GosuDa - 1 year ago 73

Java Question

EDIT: Since there are claims that this is a duplicate question, I will state my stance on why it is not.

- The other question had posed a problem regarding the conversion of a string input to an integer (the answer deemed correct). This is irrelevant here, as the problem in my case is one of logic.
- The solutions on the other question cannot correct the problem this question presents (finding the syntactical "charAt" error).
- Frankly, the context of the other question is beyond the scope of my knowledge in Java.

I have successfully created a program that converts binary numbers to decimal numbers.

`import java.util.Scanner;`

public class ProblemThree // to convert binary to decimal

{

public static void main (String[]args)

{

Scanner scan = new Scanner (System.in);

System.out.print("Enter binary");

int binary = scan.nextInt();

int answer = 0;

int length = String.valueOf(binary).length();

int[] number = new int[length];

int[] powerTwo = new int[length];

// To list every digit separately //

for (int n = 0; n <= length - 1; n++)

{

number[n] = (int) (binary / Math.pow(10, n)) % 10;

}

// To set the values in powerTwo to 2 //

for (int n = 0; n <= length - 1; n++)

{

powerTwo[n] = 2;

}

// To update the values in powerTwo //

for (int n = 0; n <= length - 1; n++)

{

if (n == 0)

powerTwo[0] = 1;

else if (n == 1)

powerTwo[1] = 2;

else

powerTwo[n] *= powerTwo[n-1];

}

// To add if current value is 1 //

for (int n = 0; n <= length - 1; n++)

{

if (number[n] == 1)

MATERIAL PROVIDED

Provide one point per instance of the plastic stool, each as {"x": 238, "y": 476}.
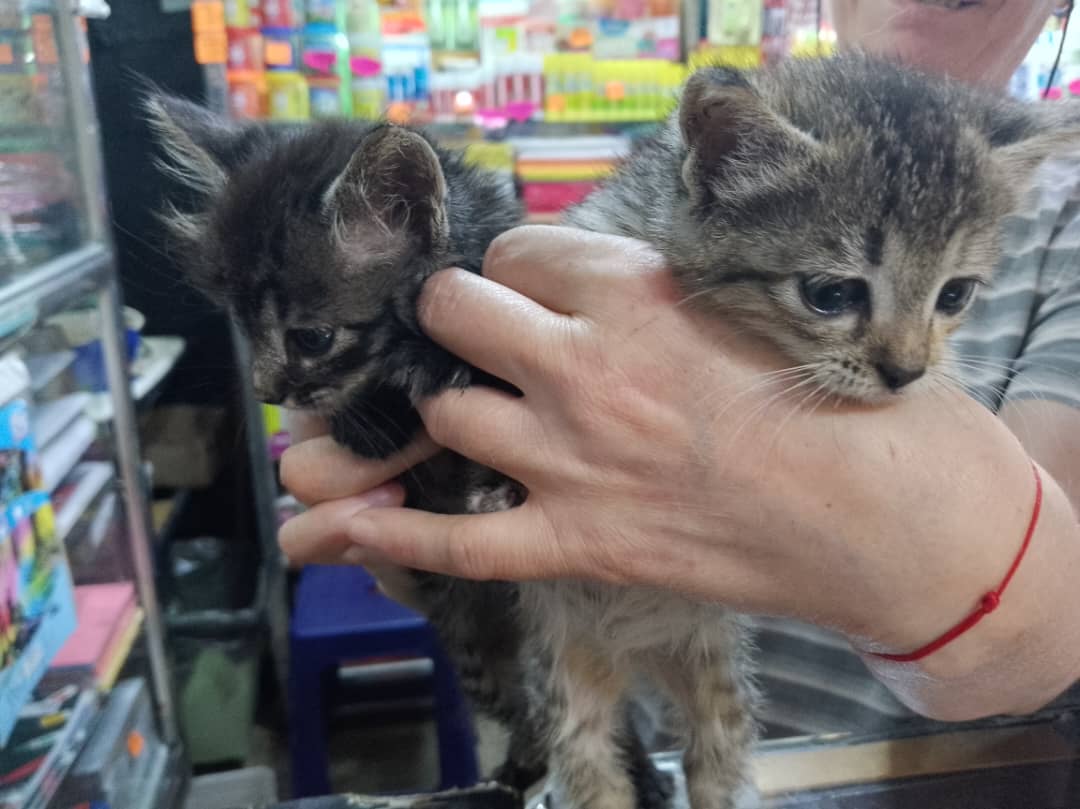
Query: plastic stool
{"x": 340, "y": 616}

DIRECTIONS
In the Java forum post, what problem does the poster say the other question dealt with?

WRITTEN REPLY
The conversion of a string input to an integer.